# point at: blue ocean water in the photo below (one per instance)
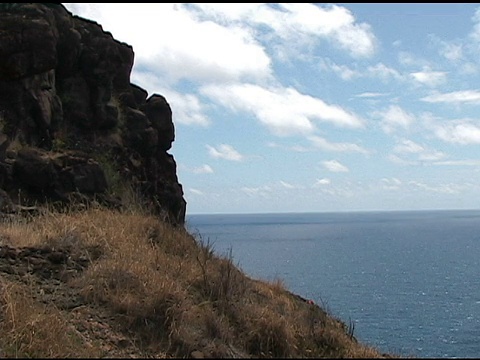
(409, 281)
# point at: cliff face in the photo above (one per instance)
(72, 126)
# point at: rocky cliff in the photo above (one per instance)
(72, 126)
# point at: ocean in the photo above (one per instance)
(409, 281)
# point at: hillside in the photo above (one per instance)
(95, 260)
(103, 283)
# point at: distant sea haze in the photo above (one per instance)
(409, 281)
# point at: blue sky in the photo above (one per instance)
(313, 107)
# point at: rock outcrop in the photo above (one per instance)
(72, 126)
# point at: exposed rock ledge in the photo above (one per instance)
(72, 126)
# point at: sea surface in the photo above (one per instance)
(408, 281)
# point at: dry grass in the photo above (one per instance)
(31, 329)
(168, 291)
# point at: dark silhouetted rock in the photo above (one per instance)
(70, 120)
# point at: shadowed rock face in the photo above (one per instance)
(71, 123)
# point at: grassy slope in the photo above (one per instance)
(147, 290)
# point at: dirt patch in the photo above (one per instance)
(46, 272)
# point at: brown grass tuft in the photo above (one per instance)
(165, 290)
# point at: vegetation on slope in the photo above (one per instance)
(105, 283)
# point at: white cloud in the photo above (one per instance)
(225, 151)
(468, 162)
(452, 52)
(441, 188)
(461, 133)
(371, 95)
(263, 191)
(309, 22)
(343, 71)
(324, 144)
(334, 166)
(398, 160)
(408, 59)
(204, 169)
(430, 78)
(475, 33)
(466, 96)
(393, 118)
(287, 185)
(284, 111)
(196, 192)
(391, 184)
(383, 72)
(406, 146)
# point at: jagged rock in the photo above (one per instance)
(70, 120)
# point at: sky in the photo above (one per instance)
(310, 107)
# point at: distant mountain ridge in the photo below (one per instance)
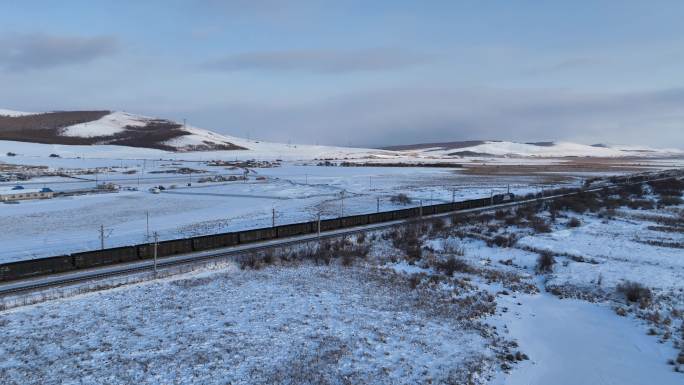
(546, 149)
(108, 127)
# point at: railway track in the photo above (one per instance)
(94, 274)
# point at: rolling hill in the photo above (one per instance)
(108, 128)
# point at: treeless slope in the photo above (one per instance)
(53, 128)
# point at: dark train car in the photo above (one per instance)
(444, 208)
(406, 213)
(428, 210)
(503, 198)
(331, 224)
(25, 269)
(105, 257)
(215, 241)
(296, 229)
(165, 248)
(385, 216)
(257, 235)
(483, 202)
(354, 220)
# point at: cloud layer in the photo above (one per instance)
(415, 115)
(39, 51)
(319, 61)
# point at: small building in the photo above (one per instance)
(18, 194)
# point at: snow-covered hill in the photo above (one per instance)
(108, 128)
(105, 132)
(538, 149)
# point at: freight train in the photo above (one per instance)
(97, 258)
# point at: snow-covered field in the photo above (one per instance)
(460, 310)
(311, 324)
(297, 192)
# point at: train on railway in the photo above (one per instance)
(97, 258)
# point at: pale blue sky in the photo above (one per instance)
(359, 72)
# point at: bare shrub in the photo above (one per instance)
(634, 292)
(545, 262)
(644, 204)
(452, 246)
(503, 240)
(451, 265)
(401, 199)
(501, 214)
(438, 225)
(668, 200)
(540, 226)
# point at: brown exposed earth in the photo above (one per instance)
(46, 128)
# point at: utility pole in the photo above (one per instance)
(156, 241)
(319, 226)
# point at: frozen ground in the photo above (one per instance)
(396, 315)
(573, 342)
(280, 325)
(298, 193)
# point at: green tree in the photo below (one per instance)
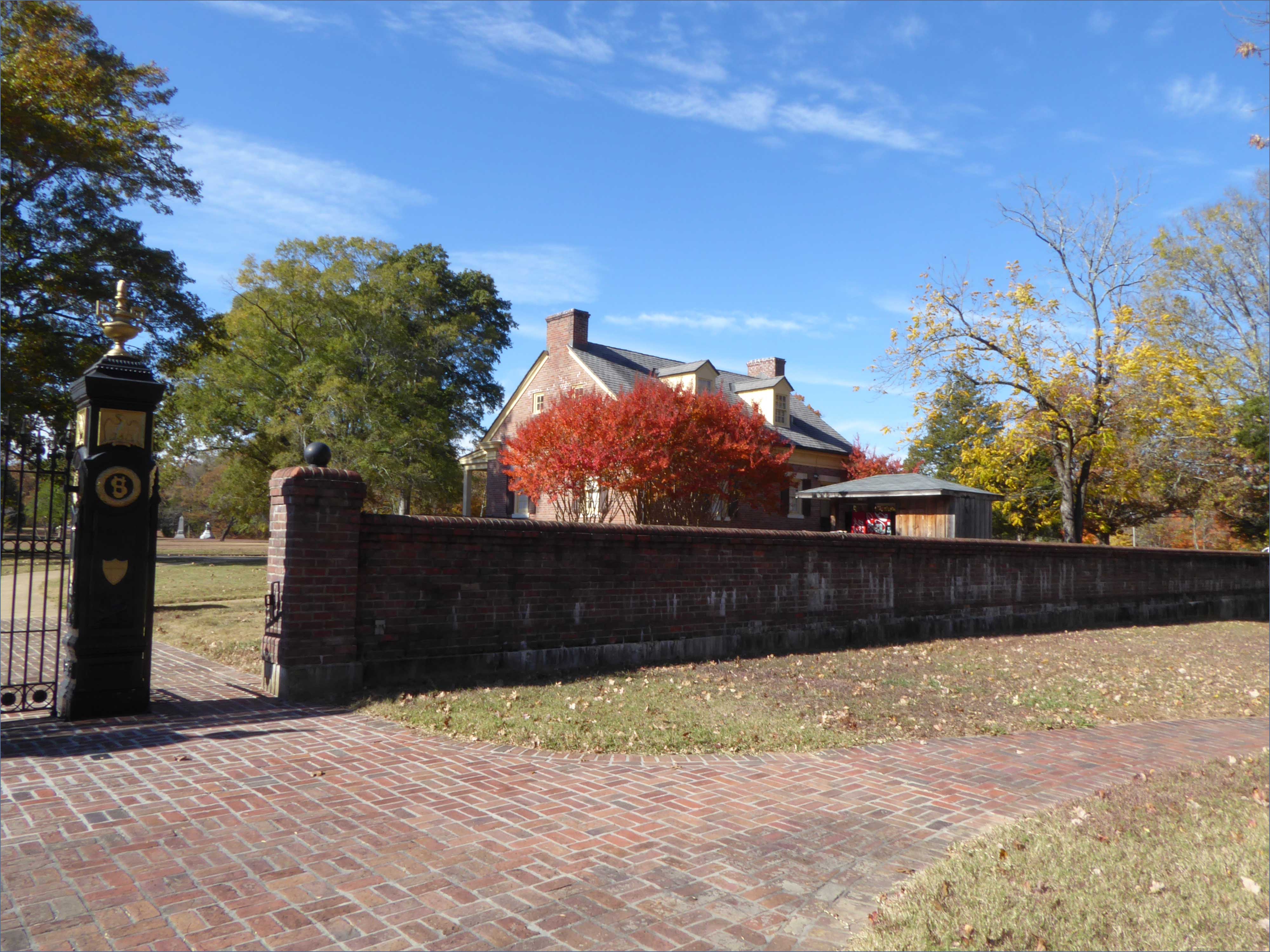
(83, 138)
(385, 355)
(959, 413)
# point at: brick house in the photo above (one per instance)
(575, 364)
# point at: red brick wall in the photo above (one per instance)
(450, 592)
(314, 532)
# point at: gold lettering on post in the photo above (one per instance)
(121, 428)
(119, 487)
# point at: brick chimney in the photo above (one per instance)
(766, 367)
(567, 329)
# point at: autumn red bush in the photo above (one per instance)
(655, 455)
(867, 461)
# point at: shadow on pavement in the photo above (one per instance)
(172, 720)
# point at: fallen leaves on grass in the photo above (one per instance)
(954, 687)
(1196, 883)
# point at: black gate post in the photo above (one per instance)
(106, 656)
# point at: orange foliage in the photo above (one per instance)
(866, 461)
(656, 455)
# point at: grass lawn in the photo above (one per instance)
(217, 611)
(952, 687)
(1173, 861)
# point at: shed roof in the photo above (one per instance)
(899, 486)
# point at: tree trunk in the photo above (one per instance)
(1073, 483)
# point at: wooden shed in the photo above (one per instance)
(907, 505)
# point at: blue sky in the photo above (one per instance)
(722, 181)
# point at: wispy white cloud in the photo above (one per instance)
(253, 182)
(874, 95)
(542, 275)
(976, 169)
(1100, 22)
(749, 110)
(1081, 136)
(501, 27)
(703, 70)
(1039, 114)
(1160, 29)
(694, 321)
(859, 128)
(291, 16)
(1188, 97)
(257, 195)
(910, 30)
(893, 304)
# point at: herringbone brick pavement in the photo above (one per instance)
(228, 821)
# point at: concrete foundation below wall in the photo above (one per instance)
(312, 682)
(756, 639)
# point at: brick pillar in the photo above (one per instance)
(311, 643)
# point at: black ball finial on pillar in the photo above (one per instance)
(317, 454)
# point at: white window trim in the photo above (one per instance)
(796, 503)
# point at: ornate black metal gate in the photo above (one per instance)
(35, 516)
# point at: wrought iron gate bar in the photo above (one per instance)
(35, 512)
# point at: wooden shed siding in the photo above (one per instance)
(925, 517)
(973, 517)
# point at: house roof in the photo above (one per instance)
(683, 369)
(619, 370)
(758, 384)
(904, 484)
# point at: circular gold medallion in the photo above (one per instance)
(119, 487)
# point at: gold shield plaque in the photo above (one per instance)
(119, 487)
(126, 428)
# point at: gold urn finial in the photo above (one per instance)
(119, 326)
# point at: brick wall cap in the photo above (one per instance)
(380, 522)
(314, 474)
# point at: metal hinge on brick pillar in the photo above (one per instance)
(311, 640)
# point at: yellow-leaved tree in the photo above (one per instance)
(1079, 385)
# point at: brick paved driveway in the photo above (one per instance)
(227, 821)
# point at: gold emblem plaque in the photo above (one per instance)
(121, 428)
(82, 427)
(119, 487)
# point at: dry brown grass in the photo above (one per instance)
(952, 687)
(1175, 860)
(217, 611)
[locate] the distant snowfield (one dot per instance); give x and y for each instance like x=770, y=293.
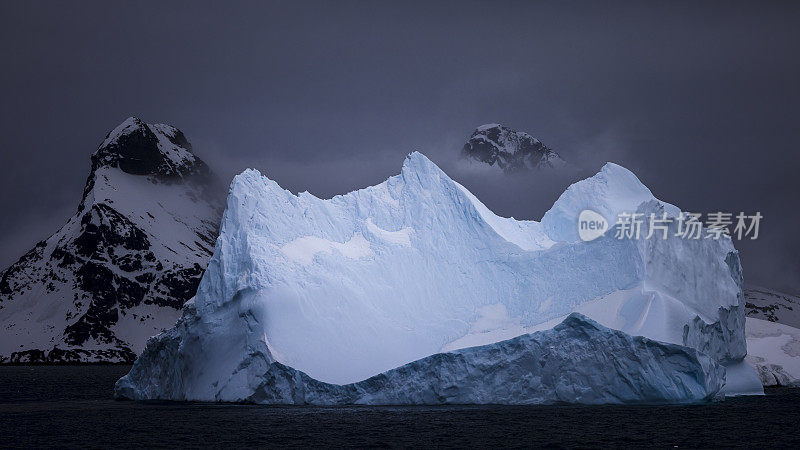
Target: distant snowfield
x=773, y=349
x=350, y=287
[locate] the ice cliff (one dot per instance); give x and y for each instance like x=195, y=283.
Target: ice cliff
x=340, y=290
x=576, y=361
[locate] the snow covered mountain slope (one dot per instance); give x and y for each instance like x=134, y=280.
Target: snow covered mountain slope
x=510, y=150
x=576, y=361
x=774, y=306
x=121, y=268
x=350, y=287
x=773, y=349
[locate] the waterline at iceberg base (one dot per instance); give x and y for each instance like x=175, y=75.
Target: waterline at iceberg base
x=412, y=291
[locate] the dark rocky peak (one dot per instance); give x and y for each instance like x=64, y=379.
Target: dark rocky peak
x=511, y=150
x=138, y=148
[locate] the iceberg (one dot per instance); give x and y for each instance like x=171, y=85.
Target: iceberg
x=344, y=289
x=576, y=361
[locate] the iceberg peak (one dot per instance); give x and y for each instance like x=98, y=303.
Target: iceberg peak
x=353, y=286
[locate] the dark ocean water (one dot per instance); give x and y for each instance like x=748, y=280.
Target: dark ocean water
x=71, y=406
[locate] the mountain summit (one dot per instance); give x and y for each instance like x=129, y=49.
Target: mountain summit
x=121, y=268
x=511, y=150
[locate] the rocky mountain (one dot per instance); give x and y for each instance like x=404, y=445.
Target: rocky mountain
x=121, y=268
x=510, y=150
x=773, y=306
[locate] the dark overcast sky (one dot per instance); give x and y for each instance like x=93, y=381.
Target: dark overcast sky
x=700, y=99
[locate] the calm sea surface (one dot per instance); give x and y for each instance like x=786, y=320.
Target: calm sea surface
x=72, y=406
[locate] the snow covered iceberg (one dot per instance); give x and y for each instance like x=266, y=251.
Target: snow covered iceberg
x=576, y=361
x=350, y=287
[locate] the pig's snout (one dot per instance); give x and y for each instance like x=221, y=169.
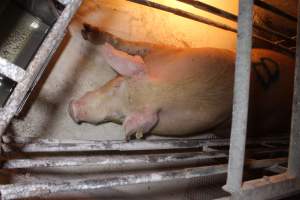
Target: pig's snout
x=72, y=109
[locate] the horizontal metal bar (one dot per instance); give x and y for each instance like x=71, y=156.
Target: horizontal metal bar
x=275, y=44
x=232, y=17
x=37, y=64
x=45, y=145
x=213, y=23
x=19, y=190
x=11, y=70
x=275, y=10
x=184, y=14
x=254, y=164
x=268, y=187
x=65, y=2
x=110, y=160
x=24, y=190
x=211, y=9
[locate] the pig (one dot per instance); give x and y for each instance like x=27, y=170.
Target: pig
x=165, y=90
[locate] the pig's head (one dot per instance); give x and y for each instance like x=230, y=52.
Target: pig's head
x=109, y=101
x=101, y=105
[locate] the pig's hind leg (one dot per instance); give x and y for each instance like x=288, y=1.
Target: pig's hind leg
x=139, y=123
x=96, y=36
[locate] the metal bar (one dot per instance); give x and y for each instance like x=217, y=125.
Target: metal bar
x=25, y=190
x=149, y=159
x=114, y=145
x=294, y=152
x=184, y=14
x=208, y=22
x=255, y=164
x=232, y=17
x=275, y=10
x=14, y=191
x=65, y=2
x=39, y=61
x=275, y=44
x=268, y=187
x=11, y=70
x=241, y=98
x=211, y=9
x=45, y=145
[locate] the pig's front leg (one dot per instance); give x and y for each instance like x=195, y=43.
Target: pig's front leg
x=96, y=36
x=139, y=123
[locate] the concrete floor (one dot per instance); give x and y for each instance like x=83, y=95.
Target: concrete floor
x=76, y=68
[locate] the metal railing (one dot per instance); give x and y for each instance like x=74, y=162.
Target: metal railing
x=273, y=186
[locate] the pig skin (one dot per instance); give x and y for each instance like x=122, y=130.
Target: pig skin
x=170, y=91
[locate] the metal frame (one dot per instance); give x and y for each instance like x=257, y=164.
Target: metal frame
x=267, y=187
x=27, y=79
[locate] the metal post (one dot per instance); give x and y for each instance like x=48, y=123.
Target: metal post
x=241, y=98
x=294, y=152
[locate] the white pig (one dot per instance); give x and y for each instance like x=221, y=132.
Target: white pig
x=160, y=90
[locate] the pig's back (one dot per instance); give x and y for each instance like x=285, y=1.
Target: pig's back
x=192, y=89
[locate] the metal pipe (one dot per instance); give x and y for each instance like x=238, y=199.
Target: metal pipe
x=11, y=71
x=46, y=145
x=294, y=152
x=213, y=23
x=232, y=17
x=25, y=190
x=241, y=98
x=184, y=14
x=211, y=9
x=275, y=10
x=117, y=160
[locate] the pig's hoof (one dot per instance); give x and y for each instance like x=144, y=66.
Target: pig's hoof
x=139, y=135
x=72, y=111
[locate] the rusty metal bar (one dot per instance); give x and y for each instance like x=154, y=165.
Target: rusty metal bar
x=273, y=187
x=14, y=191
x=118, y=160
x=11, y=71
x=184, y=14
x=213, y=23
x=232, y=17
x=48, y=145
x=211, y=9
x=275, y=10
x=37, y=65
x=24, y=190
x=241, y=98
x=294, y=152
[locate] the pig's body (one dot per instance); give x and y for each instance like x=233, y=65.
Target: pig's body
x=188, y=98
x=169, y=91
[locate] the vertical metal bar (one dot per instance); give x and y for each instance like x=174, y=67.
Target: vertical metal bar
x=294, y=152
x=241, y=98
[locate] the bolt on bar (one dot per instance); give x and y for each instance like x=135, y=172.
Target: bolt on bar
x=294, y=151
x=241, y=98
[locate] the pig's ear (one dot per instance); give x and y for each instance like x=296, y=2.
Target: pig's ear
x=122, y=62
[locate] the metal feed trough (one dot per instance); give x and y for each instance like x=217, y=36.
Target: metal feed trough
x=191, y=150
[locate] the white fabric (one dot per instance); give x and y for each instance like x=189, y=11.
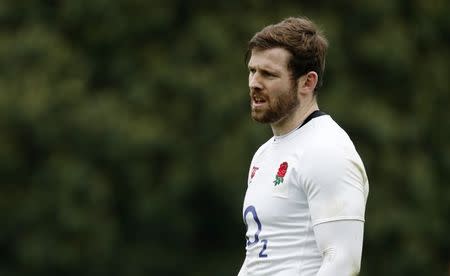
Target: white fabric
x=340, y=243
x=325, y=181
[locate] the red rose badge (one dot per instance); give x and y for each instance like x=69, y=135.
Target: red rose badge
x=280, y=174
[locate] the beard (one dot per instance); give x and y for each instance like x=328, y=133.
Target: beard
x=278, y=107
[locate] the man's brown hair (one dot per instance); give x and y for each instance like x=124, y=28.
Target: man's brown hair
x=301, y=37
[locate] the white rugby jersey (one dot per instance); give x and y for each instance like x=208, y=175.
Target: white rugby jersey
x=309, y=176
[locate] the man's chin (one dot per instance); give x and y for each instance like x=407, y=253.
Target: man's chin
x=260, y=118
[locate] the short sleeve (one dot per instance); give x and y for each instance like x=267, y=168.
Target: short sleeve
x=335, y=184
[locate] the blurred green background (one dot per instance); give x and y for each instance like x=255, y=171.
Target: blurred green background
x=125, y=135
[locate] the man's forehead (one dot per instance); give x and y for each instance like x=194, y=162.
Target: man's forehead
x=273, y=57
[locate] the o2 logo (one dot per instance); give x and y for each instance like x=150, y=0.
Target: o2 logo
x=253, y=239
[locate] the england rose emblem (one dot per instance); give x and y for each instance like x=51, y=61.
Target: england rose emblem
x=280, y=174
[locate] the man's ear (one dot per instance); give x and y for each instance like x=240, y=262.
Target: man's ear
x=309, y=81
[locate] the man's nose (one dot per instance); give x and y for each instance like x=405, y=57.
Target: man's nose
x=254, y=82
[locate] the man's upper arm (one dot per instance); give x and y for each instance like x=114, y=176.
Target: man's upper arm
x=335, y=185
x=340, y=243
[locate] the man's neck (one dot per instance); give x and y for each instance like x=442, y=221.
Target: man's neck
x=295, y=119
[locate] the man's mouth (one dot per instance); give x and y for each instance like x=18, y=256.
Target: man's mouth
x=257, y=101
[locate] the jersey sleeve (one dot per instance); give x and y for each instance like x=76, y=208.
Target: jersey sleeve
x=335, y=184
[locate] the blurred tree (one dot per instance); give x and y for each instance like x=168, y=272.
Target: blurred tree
x=125, y=137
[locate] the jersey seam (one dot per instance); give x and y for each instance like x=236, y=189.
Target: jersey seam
x=316, y=222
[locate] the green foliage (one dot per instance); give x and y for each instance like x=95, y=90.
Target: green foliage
x=125, y=137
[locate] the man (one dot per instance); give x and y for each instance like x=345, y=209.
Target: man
x=307, y=186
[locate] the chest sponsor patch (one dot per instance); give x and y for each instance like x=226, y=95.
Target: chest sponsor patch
x=279, y=177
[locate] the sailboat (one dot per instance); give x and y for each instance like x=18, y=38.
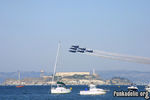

····················

When you reach the line with "[locate] the waterline" in the records above, begin repeating the lines exactly, and stop after the line with "[locate] the horizontal". Skip all pictures.

[locate] the waterline at iceberg base (one dot per instance); give x and y for each instance like x=175, y=75.
Target: waterline at iceberg base
x=412, y=291
[locate] the dark rocky peak (one dot per instance); give x and y for each instance like x=64, y=379.
Target: dark rocky peak
x=511, y=150
x=138, y=148
[locate] the iceberg (one dot per instance); give x and y for each instance like x=171, y=85.
Target: iceberg
x=344, y=289
x=576, y=361
[locate] the iceberg peak (one dot per instance); give x and y for each instance like x=98, y=303.
Target: iceberg peak
x=353, y=286
[locate] the dark ocean water (one dot per instance); give x and y for each instance like x=748, y=280.
Target: dark ocean water
x=71, y=406
[locate] the mountain summit (one dot per instance); give x and y for each instance like x=129, y=49.
Target: mountain summit
x=121, y=268
x=511, y=150
[locate] the rocky mountain (one dot per instance); give x and y for each instance like x=404, y=445.
Target: rocky mountain
x=121, y=268
x=510, y=150
x=773, y=306
[locate] the dark overcast sky (one dot per instance); give x and y for each instance like x=93, y=381.
Target: dark overcast sky
x=700, y=99
[locate] the calm sea surface (one dot per instance); give x and y for each instance like x=786, y=320.
Target: calm sea surface
x=72, y=406
[locate] the snow covered iceberg (one dot per instance); give x and y for each instance like x=266, y=251.
Target: snow covered iceberg
x=576, y=361
x=350, y=287
[locate] the pig's snout (one dot per instance); give x and y for each instance like x=221, y=169.
Target: pig's snout
x=72, y=109
[locate] the horizontal metal bar (one dot per instance); give x and y for each instance like x=71, y=156.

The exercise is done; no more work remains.